--- DATA FOR REVIEW Enclosed Below ---

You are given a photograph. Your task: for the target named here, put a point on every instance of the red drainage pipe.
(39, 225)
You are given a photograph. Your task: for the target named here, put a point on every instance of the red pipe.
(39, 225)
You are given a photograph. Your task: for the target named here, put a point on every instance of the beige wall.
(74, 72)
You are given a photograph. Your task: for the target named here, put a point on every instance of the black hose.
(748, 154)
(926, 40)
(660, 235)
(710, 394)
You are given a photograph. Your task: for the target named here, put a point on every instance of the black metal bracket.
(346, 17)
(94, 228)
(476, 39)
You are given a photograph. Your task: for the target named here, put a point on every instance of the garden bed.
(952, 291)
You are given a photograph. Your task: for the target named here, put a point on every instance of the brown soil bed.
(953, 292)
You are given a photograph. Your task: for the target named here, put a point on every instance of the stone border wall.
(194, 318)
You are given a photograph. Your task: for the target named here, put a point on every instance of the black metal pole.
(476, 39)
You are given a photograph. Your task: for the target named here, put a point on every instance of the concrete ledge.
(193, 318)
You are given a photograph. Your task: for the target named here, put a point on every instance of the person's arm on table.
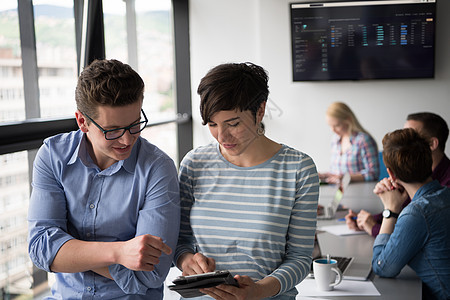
(368, 152)
(399, 240)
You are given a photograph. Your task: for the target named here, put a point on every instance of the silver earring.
(261, 130)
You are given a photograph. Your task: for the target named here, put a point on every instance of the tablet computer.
(188, 286)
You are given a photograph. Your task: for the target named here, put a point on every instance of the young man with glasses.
(104, 210)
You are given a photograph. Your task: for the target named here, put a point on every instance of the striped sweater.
(257, 221)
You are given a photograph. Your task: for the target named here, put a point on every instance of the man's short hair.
(107, 83)
(433, 126)
(408, 155)
(232, 86)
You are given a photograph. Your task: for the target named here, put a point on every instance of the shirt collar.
(82, 153)
(425, 189)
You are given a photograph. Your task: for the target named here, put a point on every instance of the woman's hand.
(247, 290)
(197, 263)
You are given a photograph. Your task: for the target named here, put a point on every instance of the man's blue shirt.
(421, 239)
(73, 199)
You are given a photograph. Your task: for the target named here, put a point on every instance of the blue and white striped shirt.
(257, 221)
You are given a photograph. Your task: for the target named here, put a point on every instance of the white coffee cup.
(326, 274)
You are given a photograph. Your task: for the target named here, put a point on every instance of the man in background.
(433, 128)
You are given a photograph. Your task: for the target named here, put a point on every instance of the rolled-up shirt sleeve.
(160, 216)
(391, 252)
(47, 214)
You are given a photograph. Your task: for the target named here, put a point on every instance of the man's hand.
(394, 199)
(350, 220)
(192, 264)
(142, 252)
(385, 185)
(365, 221)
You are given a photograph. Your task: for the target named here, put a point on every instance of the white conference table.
(407, 285)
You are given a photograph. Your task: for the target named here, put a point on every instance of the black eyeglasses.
(113, 134)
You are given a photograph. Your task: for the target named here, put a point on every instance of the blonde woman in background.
(353, 150)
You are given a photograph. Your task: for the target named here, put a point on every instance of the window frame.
(30, 133)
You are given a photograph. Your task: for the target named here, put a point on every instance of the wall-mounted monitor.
(358, 40)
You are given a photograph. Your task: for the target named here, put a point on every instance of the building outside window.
(57, 71)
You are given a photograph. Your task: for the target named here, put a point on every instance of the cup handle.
(338, 276)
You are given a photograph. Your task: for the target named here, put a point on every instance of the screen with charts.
(358, 40)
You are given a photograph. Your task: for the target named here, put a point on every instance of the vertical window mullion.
(29, 59)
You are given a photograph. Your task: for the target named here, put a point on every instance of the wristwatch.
(389, 214)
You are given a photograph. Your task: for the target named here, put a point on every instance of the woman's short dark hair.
(109, 83)
(408, 155)
(232, 86)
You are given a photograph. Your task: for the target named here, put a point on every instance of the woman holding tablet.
(248, 203)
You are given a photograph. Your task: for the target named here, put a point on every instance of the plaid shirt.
(361, 157)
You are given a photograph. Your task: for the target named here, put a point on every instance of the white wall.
(259, 31)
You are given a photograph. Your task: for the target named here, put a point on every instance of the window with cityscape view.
(57, 75)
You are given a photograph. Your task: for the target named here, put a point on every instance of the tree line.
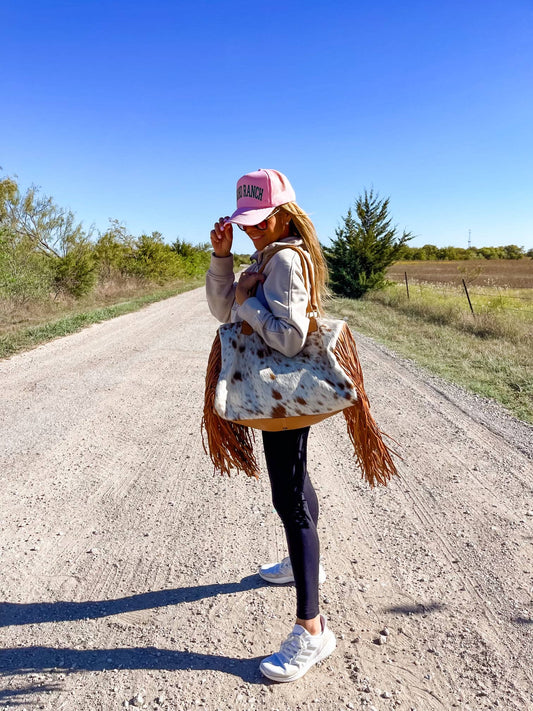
(430, 252)
(45, 252)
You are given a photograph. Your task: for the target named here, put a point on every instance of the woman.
(274, 303)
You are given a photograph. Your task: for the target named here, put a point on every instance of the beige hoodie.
(278, 310)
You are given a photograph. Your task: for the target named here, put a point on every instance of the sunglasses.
(260, 225)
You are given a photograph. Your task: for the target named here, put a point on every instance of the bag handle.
(308, 271)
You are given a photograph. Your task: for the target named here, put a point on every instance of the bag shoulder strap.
(308, 273)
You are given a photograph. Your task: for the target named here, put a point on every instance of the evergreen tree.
(364, 247)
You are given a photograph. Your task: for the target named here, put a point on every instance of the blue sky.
(150, 112)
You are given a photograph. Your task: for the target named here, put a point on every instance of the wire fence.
(487, 294)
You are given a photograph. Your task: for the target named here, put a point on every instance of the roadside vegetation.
(466, 321)
(488, 353)
(56, 277)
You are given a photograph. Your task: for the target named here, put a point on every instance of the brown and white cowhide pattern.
(257, 381)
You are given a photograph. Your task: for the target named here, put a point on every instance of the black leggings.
(295, 500)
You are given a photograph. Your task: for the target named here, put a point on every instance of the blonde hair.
(302, 227)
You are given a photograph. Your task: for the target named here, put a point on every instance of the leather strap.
(308, 272)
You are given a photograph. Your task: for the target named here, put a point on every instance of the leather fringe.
(372, 454)
(229, 445)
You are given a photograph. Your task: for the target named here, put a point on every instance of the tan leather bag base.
(277, 424)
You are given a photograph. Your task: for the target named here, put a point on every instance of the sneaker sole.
(329, 647)
(287, 579)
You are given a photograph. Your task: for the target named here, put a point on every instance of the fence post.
(468, 297)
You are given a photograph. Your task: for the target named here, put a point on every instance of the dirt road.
(128, 570)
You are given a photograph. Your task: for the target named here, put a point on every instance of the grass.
(16, 335)
(496, 273)
(489, 354)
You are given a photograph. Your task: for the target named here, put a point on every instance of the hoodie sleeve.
(220, 287)
(283, 324)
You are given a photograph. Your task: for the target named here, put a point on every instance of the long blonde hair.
(302, 227)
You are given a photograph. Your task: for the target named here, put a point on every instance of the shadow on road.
(418, 609)
(24, 660)
(40, 612)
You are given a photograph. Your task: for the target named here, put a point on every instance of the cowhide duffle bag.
(251, 385)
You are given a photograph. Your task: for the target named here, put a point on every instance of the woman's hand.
(222, 237)
(246, 286)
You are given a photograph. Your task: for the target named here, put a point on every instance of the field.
(511, 273)
(486, 350)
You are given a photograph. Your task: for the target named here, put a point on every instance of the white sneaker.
(298, 653)
(279, 573)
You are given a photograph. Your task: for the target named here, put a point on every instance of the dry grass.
(23, 326)
(16, 315)
(489, 354)
(497, 273)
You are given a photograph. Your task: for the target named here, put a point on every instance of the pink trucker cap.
(258, 193)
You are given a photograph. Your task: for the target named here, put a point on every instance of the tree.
(364, 247)
(37, 226)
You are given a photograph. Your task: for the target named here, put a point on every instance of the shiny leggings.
(295, 500)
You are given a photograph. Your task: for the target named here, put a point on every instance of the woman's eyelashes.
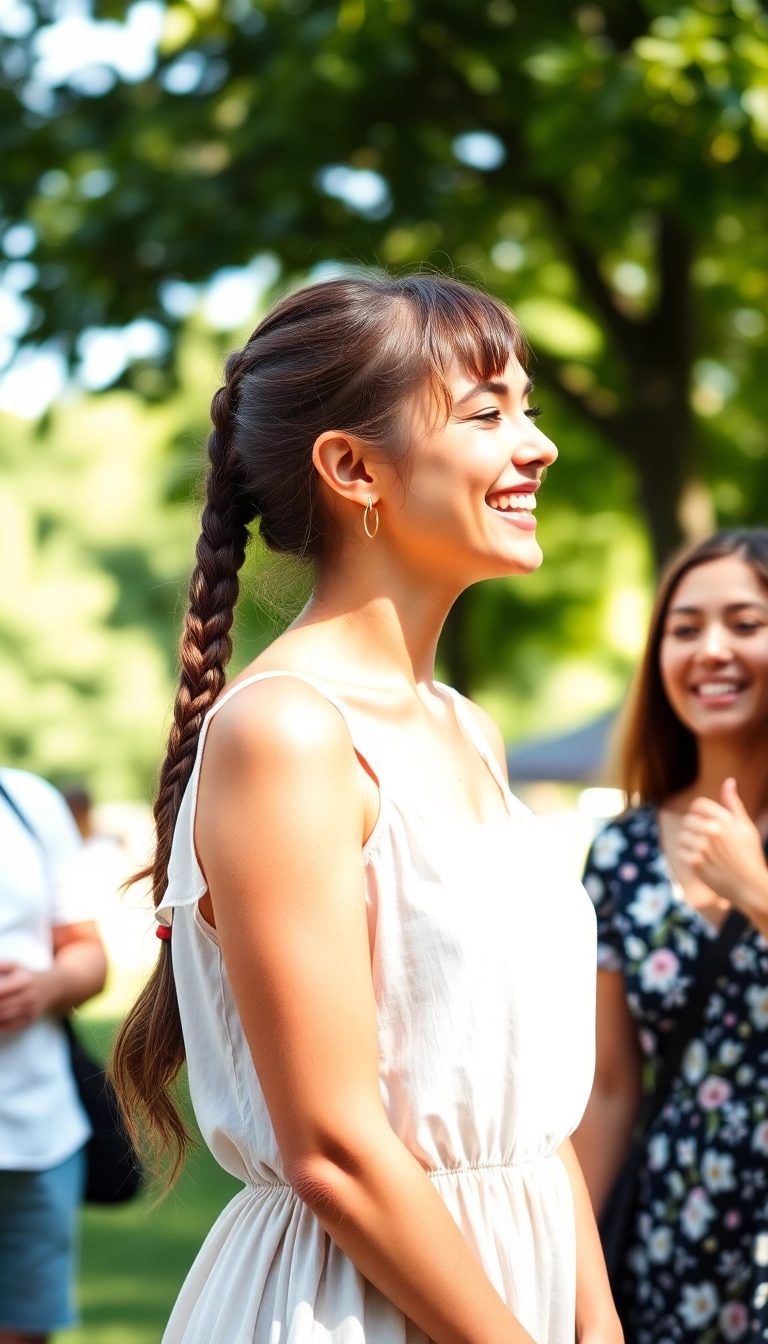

--- End of Enclosed DATA FOR REVIEW ---

- _EXERCISE PROMPT_: Reproduce each line above precisely, with no pictures.

- _RESPONSE_:
You are given a photograph. Your task: for the target named here, put a point on every instance of the red drainage pipe.
(39, 225)
You are given a photograph. Your task: for the target named here, put a point on every instance of the red pipe.
(39, 225)
You are given a photograph. Your task: for the target named here, put a point on every instance of the beige wall.
(74, 72)
You are given a photograph. Your task: for the target named here, put a point on every instance of the black hose.
(748, 154)
(926, 40)
(660, 235)
(710, 394)
You are given a photograph. Your task: for the target named here, put a point on every instance of the black metal bracket.
(346, 17)
(94, 228)
(476, 39)
You are given a photograph. Your task: for the target named here, put a point on every instance of the garden bed.
(952, 291)
You are given a photograph. Your task: for the target named here, put a point on every instance of the brown soil bed.
(953, 292)
You are given a photograph. Your task: for the target named here, put a point on every instance of the stone border wall.
(194, 318)
You are given a photograph. Your task: for the target named here, put a point on every instance of the black metal pole.
(476, 39)
You are given a photograph. Your task: for the target named here, put a point on every instance of the concrete ledge.
(193, 318)
You are given a photograph. Your task: for the target named here, put a point on every instance of the person's arm on table.
(368, 152)
(399, 240)
You are given a photograph. Your task: for the target named here, put a point on every instance of the silver earring.
(261, 130)
You are given a photograph. Your task: for the target named here, put a point on every instance of the tablet computer.
(188, 286)
You are given a photograph. Your task: for the target named here, put a point on every instance of the young man with glasses.
(104, 210)
You are given a photograph. Your task: for the target named here, put a point on every instance of the striped sweater.
(257, 221)
You are given a photograph. Your task: for the target named here, put a point on every instance of the man's short hair.
(107, 83)
(433, 126)
(408, 155)
(232, 86)
You are given a photograph. Your task: for the target named here, put a point on every instance of the shirt collar.
(82, 153)
(425, 189)
You are given a photograph. Your task: for the target named here, put a point on every instance of the woman's hand.
(247, 290)
(197, 263)
You are given a photograph. Your task: for the target named here, put a point on every instance of the man's blue shirt.
(421, 239)
(73, 199)
You are given a photograph. Your task: for the target named here, put a point on every instance of the blue and white striped shirt.
(257, 221)
You are given a photograph. Your task: for the target named here, put a point on every instance of the white coffee cup.
(326, 274)
You are given a photograph. Your task: for the target named here, put a point on every instance of the man in background.
(433, 128)
You are given a photograph. Your task: for the target named here, put a point on every instance of the rolled-up shirt sleeve.
(160, 216)
(391, 252)
(47, 214)
You are given a photograph. Your task: for the target named here, put a point on every instance of the man's hand.
(394, 199)
(350, 220)
(192, 264)
(142, 252)
(385, 185)
(365, 221)
You are given a photograph. Your task: for the target named here, put a point on every instance of the white conference table.
(407, 285)
You are given a photograph. Your task: for the target named here, put a point on every instance of the black eyeglasses.
(113, 134)
You are given a photograph. Your task: for the target named here, put a point on every instance of the blonde woman in background.
(353, 150)
You are given a photograph. Your task: for the target named here, put a point on every instance of the window frame.
(30, 133)
You are given a photograph. Your task: for the target named here, put a point on every instance of the wall-mounted monitor.
(358, 40)
You are given a photograph. Your task: for the target named here, put a point on every instance of the building outside window.
(57, 71)
You are given a photograph. Your task: for the target named here, put a point on every instance of the cup handle.
(338, 276)
You are given a photograph. Your task: for the target named here, put a point on every instance of the screen with charts.
(358, 40)
You are given a photograph. Your task: for the target named here, put a point on every instance of the vertical window mullion.
(29, 59)
You are given a photograph. Your task: for the target named here, put a point on every instance of the wristwatch.
(389, 214)
You are given a photograph. Your task: for the target named here, put a point on every instance of the woman's short dark hair.
(109, 83)
(408, 155)
(232, 86)
You are given a photograph. Your task: for the target named here, put a point on every instance of the woman holding tablet.
(248, 203)
You are given a photograph. Your task: for the target named here, put a point on every instance of the plaid shirt.
(361, 157)
You are given a photograph. Your task: for the target named here, put a point on every instance of the white wall.
(259, 31)
You are given a photograph. Your task: for the target named here, put a point on every instance of the window with cityscape view.
(57, 75)
You are given a photograph. Your task: for the target named here, put a point on every instance of the tree line.
(430, 252)
(45, 252)
You are given a photograph. Your task: for the target named here, put a point on every instance of the woman.
(274, 303)
You are given a photograph. Your task: for the target named here, put a point on every instance of the beige hoodie.
(278, 310)
You are given a photograph. Your task: for the target named here, put a point on every instance of the sunglasses.
(260, 225)
You are given a photograph. Your task: for the target named here, put a point on every instance of the bag handle.
(308, 271)
You are given a photograph. Your task: for the target named here, put a point on every instance of the bag shoulder strap.
(308, 273)
You are given a photograph. Your task: for the target named here, put a point on every instance of the evergreen tree.
(364, 247)
You are given a photograph. Your task: for the target named here, put a point on every instance of the blue sky.
(150, 112)
You are given a photograph. Your task: for the target named here, put a point on every instance of the wire fence.
(487, 294)
You are given a photograph. Your task: for the target named here, put a point on every instance of the roadside vegetation.
(466, 321)
(488, 353)
(56, 277)
You are given a photograph. Your task: for the target named here, put a point on every instance of the brown and white cowhide pattern.
(257, 381)
You are given a photograph. Your task: for the target named here, put a point on every instance of the black leggings.
(295, 500)
You are given a photograph. Your task: for the target named here, put a point on every instance of the blonde hair.
(302, 227)
You are given a photograph. Your task: for the target named here, put a point on every instance of the leather strap.
(308, 272)
You are given a photograph. Your task: for the target named here, put a point on every instance of the leather fringe.
(372, 454)
(229, 445)
You are given a photograph. Your task: for the target named here, put a point on every instance of the tan leather bag base.
(277, 424)
You are given a photograph. Your task: for the target named here, put a point on every instance of the sneaker sole.
(329, 647)
(287, 579)
You are given a photograph. Your task: for the target named here, put a point on every instance of the fence post.
(468, 297)
You are given a photograph. Your task: for the target named here, put a point on every instance of the dirt road.
(128, 570)
You are given a photograph. Your task: for the target named here, put a point on every instance of the grass.
(16, 335)
(496, 273)
(489, 354)
You are given a photograph. Your task: for the target named here, put a point on every instance of the hoodie sleeve.
(220, 287)
(283, 324)
You are given a photograph. Your task: for the target named here, put a point on every instance of the long blonde hair.
(302, 227)
You are given a photograph. Your task: for the target named here, put a point on every instance of the shadow on road.
(418, 609)
(24, 660)
(40, 612)
You are given a photograph. Your task: for the target named here, put a point on every instance of the cowhide duffle bag.
(251, 385)
You are given a photograph. Your task: for the target named here, put a point on every instance of the woman's hand.
(222, 237)
(246, 286)
You are given a photograph. Your task: for the target named here, put a point on every instance of the field.
(511, 273)
(486, 350)
You are given a photograph. Your task: for the target named here, put a point on every instance of the white sneaker.
(298, 653)
(279, 573)
You are given a photograph. Your task: for the target named here, put a point on every instance of the dry grass.
(23, 326)
(16, 315)
(489, 354)
(497, 273)
You are given a photograph. Your task: for the target named here, put a point on every instance of the pink trucker cap.
(258, 193)
You are given a photograph. Your task: for the target named here, put a point on every instance of the tree.
(364, 247)
(37, 226)
You are given a photograph. Your task: for the target named here, put a point on every instance of the shiny leggings.
(295, 500)
You are given a photograph. Your task: for the target named here, put a point on every instance of the woman's eyelashes.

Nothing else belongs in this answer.